__Supplied entries__:

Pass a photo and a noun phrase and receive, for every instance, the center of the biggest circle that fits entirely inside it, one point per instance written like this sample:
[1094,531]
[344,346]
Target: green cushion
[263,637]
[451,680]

__Given problem__: Copy every one of the rows above, line by line, without changing a single character.

__Output below__:
Pass a photo and a noun phrase and receive, for every instance, the center of the biggest circle that fits entirely inside it, one point per instance written like this sample:
[1094,531]
[344,346]
Target: green cushion
[263,637]
[451,680]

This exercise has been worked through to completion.